What you have to do | In the forum post about game fairness, what anti-cheating idea does the writer call their favorite at the moment?

Selected excerpt |
[Begin]
While I understand being rimmed is disappointing, it is part of the learning curve for many. Frankly if nobody got the disappoint we wouldn't have much of a game. :p
This used to be the effective strategy. A few members tried to counter the argument stating it doesn't defend against trains or 2 enemy players working together with 2 nobles. I want to address this because it is too much of a surface level reaction.

If you take away the ability to buy power/growth, making everyone relatively closer in size (like on w100), they can't just have a train (+ a nuke) that early AND you are not in a position where you are unable to defend yourself using any number of the available methods. P2W has created the issue that you are counter arguing with because of the greater gap between the top, average and bottom tiered players. PP abusers can have trains right out of beginner protection so naturally the majority of players can't defend against it.

The second counter argument is "fine" but a little naive. Obviously we want to allow teamwork to prevail. The issue in that scenario is that, if you are playing offensively and using the strategy of dodging while you sleep, you deserve to lose for not accurately assessing your environment. If you notice that you are in a 2 vs 1 scenario, you should call for support or change to a defensive strategy before any attacks are even launched. It's a poor choice of strategy by the player which is part of the learning curve and not a (direct) side effect of being offline.

The game shouldn't change just to make your prefered style work everytime. I know what you are saying and why you play that style. It has the best risk/reward ratio and allows you to snowball out of the early game. You just have to accept it comes with high risk. You've also probably benefited from the reverse scenario which is why it is fair. Ultimately, I believe this issue is rooted in P2W though.

To counter this further, in a non-P2W world, it is generally counterproductive and a huge risk to take on other active players of similar size and activity. People will moan about the bad luck of being put in that position but, as xillah mentioned, even though it feels disappointing, it's part of the learning curve and creates that variance from world to world that keeps it interesting. If you have friends and a good team around you, you can recover and still have a good, FAIR game.

Finally, people quit TW not because they lost all their hard work but because they feel like they can't compete... and they honestly can't compete under the current conditions. It's no wonder they lose hope and give up on the game. No amount of knowledge matters vs P2W or cheating.

Cheating
When it comes to cheating, we should be minimising the effects instead of trying to solve the problem entirely. This can be done by putting up barriers for cheating, greater identification methods and a fitting punishment. We can create worlds where 99% of players remain unaffected by cheaters. Right now it feels more like 50%. Maybe less.

We should be focussing our efforts to close the gap.

My favourite idea at the moment is something that has been done in a few other games - tying accounts to mobile numbers. It makes operating multiple push accounts more difficult to set up. You can have verification methods via text/app to check accounts regularly (most players use mobile in some form anyway).

The technical stuff on this topic is not my area of expertise but there are examples of anti-cheating methods being executed elsewhere.

Scripts
Scripts are fine so long as there is documentation and good access to guides. It becomes part of the learning curve which makes it fair. What makes it somewhat unfair is the level of access to these materials. I'd say the external forums, mentoring system and wiki and even the tutorial/quest system are currently inadequate methods for this - especially in regards to scripts. There needs to be at least an up-voting method to separate the bad guides from the good in the forum. The community could (and probably would) do more if they felt like the game was worth doing it for.
[End]
Given material |
[Begin]
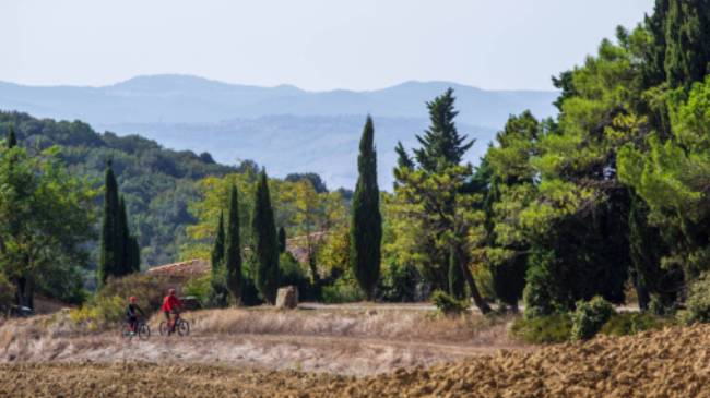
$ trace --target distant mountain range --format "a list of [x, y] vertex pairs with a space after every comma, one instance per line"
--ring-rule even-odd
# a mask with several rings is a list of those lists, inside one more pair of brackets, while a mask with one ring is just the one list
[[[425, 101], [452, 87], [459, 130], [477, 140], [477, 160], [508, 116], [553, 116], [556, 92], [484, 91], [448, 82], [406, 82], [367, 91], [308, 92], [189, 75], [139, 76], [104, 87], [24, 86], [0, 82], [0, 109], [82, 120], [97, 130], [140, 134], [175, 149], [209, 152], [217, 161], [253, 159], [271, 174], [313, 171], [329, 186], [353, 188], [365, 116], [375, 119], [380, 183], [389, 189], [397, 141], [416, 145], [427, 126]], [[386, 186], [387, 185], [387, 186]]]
[End]
Task response | Tying accounts to mobile numbers.